▸ **Excerpted text**:

◇ ◇ ◇

After your ride (and maybe a couple of drinks), it’s time for some pampering. The Allison’s 15,000-square-foot spa is just the thing (at the end of your service, they’ll tell you how to massage Fido). A pet-specific meal from the hotel’s restaurant—fresh steak and steamed vegetables, perhaps, or a homemade, bacon-laced treat—will win your pet over as well.
The 35-acre, 85-room inn has trails connecting its seven acres of vineyards with the rest of the forested property. Rooms start at $330, plus $50 a night for each pet (includes bowls, filtered water, and home-baked dog treats)
Recently crowned Dogtown USA by Dog Fancy magazine, Bend, Oregon, is littered with dog-friendly restaurants, businesses, trails, and off-leash areas. Among its 17 microbreweries (that’s in a town with a population of fewer than 80,000), it even has its own canine beer: Dawg Grog. A stay at the local Auberge Resort at Pronghorn will introduce your canine to Boneyard Brewery’s magic elixir, made of malted barley, water, liquid glucosamine (for joint health), and organic vegetable broth.
The resort—known mainly for its Jack Nicklaus golf course—is a pooch-centric place to post up for your adventures in Bend. Just 16 miles north of the town, the resort is perfectly situated for hikes at Smith Rock State Park, 20 minutes away. When you’re not getting vertical in this iconic climbing playground, where more than 1,000 bolted routes look over the meandering Crooked River, hike the 3.8-mile Misery Ridge loop. It ascends more than 1,000 feet to the summit of the eponymously named ridge—with views of the Monkey Face self-standing rock pillar and Oregon’s Cascades—which cuts through Smith Rock State Park. Another option: walk your dogs to the resort’s two 1,000-foot-long lava tubes. Rooms start at $195, plus a $75 pet fee (includes dog beds, bowls, dog bags, and a walking map of the property)
Loews Coronado Bay Resort
San Diego, California
It might not be every canine’s cup of, well, bones, but how about a day in the waves with a board—for your pooch? Yup, thanks to a partnership between the Coronado Surfing Academy and the Coronado Dog Beach, Loews Coronado Bay has been offering dog surfing lessons for the last eight years. No need to bring a life jacket—they’ll be provided for you and your dog. Just drive five miles down the road to Coronado Dog Beach and for $60, your pup will get a one-hour lesson in the waves. According to the Surf Academy, dogs who dig water—like labs and English bull dogs—are always wagging away. The instructors take the dogs and owners out into waist-deep water and push them into gentle three-foot waves.

◇ ◇ ◇

▸ **Entries**:
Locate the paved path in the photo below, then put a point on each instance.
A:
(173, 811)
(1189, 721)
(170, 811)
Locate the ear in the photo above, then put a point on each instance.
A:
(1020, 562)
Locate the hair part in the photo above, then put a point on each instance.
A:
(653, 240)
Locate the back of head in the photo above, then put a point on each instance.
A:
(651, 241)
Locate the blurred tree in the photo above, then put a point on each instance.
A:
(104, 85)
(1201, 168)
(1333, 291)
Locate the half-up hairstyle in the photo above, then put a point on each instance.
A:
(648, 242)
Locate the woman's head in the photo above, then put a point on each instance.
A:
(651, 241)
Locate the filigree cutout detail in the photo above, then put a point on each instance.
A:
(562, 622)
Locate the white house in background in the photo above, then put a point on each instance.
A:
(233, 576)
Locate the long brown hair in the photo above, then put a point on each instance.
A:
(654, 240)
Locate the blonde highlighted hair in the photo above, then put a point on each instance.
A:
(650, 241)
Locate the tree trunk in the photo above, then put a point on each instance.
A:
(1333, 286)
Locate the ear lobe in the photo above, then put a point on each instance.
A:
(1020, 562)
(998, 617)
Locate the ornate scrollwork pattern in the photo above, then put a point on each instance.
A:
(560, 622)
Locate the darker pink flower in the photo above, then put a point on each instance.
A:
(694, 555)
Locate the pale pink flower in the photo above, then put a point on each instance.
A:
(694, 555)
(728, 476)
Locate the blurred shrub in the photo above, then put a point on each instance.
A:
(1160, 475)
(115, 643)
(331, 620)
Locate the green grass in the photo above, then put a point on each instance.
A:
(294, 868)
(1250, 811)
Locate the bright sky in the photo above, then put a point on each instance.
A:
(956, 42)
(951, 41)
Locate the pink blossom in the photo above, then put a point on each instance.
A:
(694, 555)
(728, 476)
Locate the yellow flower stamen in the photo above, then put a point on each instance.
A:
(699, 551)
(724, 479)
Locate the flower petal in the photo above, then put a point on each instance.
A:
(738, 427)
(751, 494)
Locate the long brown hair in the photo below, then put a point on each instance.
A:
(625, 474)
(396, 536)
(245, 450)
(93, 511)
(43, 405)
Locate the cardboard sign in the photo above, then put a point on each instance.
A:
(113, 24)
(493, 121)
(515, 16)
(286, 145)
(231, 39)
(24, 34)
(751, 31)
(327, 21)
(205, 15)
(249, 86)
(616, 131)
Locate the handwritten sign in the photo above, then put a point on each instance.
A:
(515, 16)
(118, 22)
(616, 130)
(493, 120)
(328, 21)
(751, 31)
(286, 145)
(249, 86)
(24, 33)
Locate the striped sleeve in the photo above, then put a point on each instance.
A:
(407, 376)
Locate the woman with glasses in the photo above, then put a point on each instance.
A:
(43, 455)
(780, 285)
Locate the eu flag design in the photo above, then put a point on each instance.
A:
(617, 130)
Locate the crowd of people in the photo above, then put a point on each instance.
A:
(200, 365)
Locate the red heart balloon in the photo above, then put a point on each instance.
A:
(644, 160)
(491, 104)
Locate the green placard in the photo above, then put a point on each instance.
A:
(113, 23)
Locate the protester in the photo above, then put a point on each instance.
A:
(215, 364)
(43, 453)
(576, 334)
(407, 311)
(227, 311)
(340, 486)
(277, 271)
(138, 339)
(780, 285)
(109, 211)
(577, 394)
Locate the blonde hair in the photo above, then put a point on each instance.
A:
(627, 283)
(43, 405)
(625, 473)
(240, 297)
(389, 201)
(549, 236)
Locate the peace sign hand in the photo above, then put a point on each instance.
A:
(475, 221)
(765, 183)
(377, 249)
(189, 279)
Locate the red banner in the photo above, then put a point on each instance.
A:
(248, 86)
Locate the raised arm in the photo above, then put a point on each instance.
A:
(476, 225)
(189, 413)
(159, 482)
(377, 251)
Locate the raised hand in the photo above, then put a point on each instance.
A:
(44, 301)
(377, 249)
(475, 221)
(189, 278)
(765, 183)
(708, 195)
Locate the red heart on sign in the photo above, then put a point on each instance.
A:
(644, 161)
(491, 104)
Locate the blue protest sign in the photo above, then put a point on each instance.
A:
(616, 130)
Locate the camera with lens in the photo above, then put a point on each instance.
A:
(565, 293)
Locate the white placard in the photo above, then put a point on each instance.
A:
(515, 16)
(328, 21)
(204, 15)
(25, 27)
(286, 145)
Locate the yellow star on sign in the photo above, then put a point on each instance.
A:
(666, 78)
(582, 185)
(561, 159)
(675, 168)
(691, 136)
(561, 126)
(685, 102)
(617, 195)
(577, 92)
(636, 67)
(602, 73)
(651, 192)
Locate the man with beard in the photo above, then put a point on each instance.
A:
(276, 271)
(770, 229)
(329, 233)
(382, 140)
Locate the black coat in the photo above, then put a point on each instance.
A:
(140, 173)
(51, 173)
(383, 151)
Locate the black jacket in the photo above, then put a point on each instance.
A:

◇ ◇ ◇

▸ **Problems to work on**:
A – In the text on dog-friendly hotels, what ingredients go into the canine beer Dawg Grog?
B – Write a continuation of the text on dog-friendly hotels, starting after its final sentence.

▸ **Responses to the tasks**:
A – Malted barley, water, liquid glucosamine, and organic vegetable broth.

B –
After hanging ten together, head to the hotel’s Bay Terrace restaurant for surf and turf—your canine companion’s dinner includes salmon or beef, rice, and veggies. Or order room service from the hotel’s pet menu.
Rooms start at $219, plus $25 a night for each pet (includes dog beds, bowls, and treats)
El Portal Sedona Hotel
Steve and Connie Segner’s property, El Portal Sedona Hotel, is so pet-friendly, your dogs will stay for free. The Segners, with a background in pet shops and pet-food development, have four basset hounds of their own—two of which are the “hotel” dogs.
Located on Oak Creek, in the Southwest’s red-rock central, many of the resort’s 1,000-square-foot rooms have their own enclosed yards for easy doggie-bathroom breaks. Though the resort itself has more than 16 miles of walking paths, the Segners are happy to shuttle you and your dogs to a trailhead nearby. Their recommendation? Marg’s Draw, just two miles from the hotel. The 2.5-mile trail traces crimson rock formations before ending as giant slabs of red rock in a bowl surrounded by mountains.
Have your own car? Try the West Fork Oak Creek trail, nine miles out of Sedona in the Coconino National Forest. The 14-mile trail winds you through the canyon via boulder-hopping, wading, and swimming. Or sign up for the Arizona Safari Jeep Tours ($79) through the hotel grounds—pets are welcome to come along. This can get as rugged as you want, but its main goal is putting you in the backcountry to see such area claims to fame as vortexes, petroglyphs, stunning spires, and hundred-year-old wagon trails.
Rooms start at $179 (includes dog blankets, dog bags, and treats).
The Resort at Paws Up
If nearly 40,000 acres aren’t enough to wear out your four-legged companion, nothing will. The luxury Resort at Paws Up property is all that—a working cattle ranch in Lewis and Clark territory, 35 miles east of Missoula. Meadows, streams, rivers, and mountains trace through the property, making it the ideal place to explore on foot. As a matter of fact, the Resort at Paws Up hosts the Canine Classic dog run in September to benefit the Humane Society of Western Montana with two-mile, five-mile, and half-marathon-length routes on its own land. The Wine & Bitch dinner, held the night before the run, welcomes owners and dogs alike.
The vast acreage contains luxury homes that are run by the resort, as well as thick-canvas, off-white tents (for when you feel like glamping, not just camping). Although dogs aren’t permitted in the tents around the property, they can stay either in the houses or at the resort’s “last best doggie bed”—an outdoor dog kennel under the stars. They can order, say, a peanut butter, yogurt, and banana refreshment from the in-room menu, then receive a canine-specific spa treatment (an ear, head, and snout massage, for instance, or a paw massage with organic, edible foot salve). Houses start at $760, plus $50 a night for each pet (includes bowls, treats, toys, collars, and dog bags).
Can’t bring your dogs along? You can always either board them or book your favorite petsitter. If you don’t know any sitters in your area, check out Rover.com—an online hub for connecting dog owners with sitters across the U.S. In the world of smart online startups, this one tops our list of favorites. Sift through sitters’ profiles, rankings, and reviews, then check out their certifications: they receive “badges” for volunteering at humane societies, responding quickly, willingness to do last-minute stays, and subscribing to the site’s protection package (which includes a 24-hour ask-a-vet service), among other things. All arrangements set up through Rover.com are covered by the site’s pet insurance for emergency vet bills up to $25,000. In addition, if a sitter backs out at the last minute, Rover.com guarantees a backup.